# [WORK TO COMPLETE]
Starting at the beginning of the material and ending at the line that contains "[[349, 190], [336, 194]]", lay out each line as one string in a JSON list, leaving out any blank lines.

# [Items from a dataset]
= = = = = = =
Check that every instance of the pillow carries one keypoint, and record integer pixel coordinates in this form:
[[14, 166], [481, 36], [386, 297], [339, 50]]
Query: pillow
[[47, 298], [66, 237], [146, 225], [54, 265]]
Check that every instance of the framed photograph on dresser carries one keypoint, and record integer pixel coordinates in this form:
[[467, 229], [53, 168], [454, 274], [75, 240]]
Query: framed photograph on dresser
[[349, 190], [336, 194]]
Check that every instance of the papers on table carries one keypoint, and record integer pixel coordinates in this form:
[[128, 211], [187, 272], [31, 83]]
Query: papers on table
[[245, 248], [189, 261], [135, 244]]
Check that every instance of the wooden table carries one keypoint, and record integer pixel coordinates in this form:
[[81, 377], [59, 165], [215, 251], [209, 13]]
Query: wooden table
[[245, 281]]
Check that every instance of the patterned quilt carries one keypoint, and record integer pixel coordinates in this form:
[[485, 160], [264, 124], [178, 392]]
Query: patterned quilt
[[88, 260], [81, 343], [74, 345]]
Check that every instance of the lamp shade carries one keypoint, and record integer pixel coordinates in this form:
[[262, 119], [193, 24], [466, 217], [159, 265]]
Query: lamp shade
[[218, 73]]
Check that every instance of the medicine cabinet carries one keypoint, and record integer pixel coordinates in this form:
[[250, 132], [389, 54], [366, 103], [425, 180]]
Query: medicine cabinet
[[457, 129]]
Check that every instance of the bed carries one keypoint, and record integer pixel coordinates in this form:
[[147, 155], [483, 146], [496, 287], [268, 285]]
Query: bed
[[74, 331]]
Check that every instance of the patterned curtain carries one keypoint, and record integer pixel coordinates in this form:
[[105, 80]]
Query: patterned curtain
= = = = = = =
# [SOLUTION BELOW]
[
  "Check that every instance of the pillow carries one keypoint, and record integer pixel coordinates in this form:",
  "[[14, 166], [481, 36], [386, 297], [339, 50]]",
  "Query: pillow",
  "[[47, 298], [66, 237], [146, 225], [54, 265]]",
  "Check that every instance of the framed photograph on dresser carries one keypoint, and record integer pixel coordinates in this form:",
  "[[467, 229], [53, 168], [454, 274], [75, 240]]",
  "Query: framed photograph on dresser",
  "[[349, 190], [336, 194]]"
]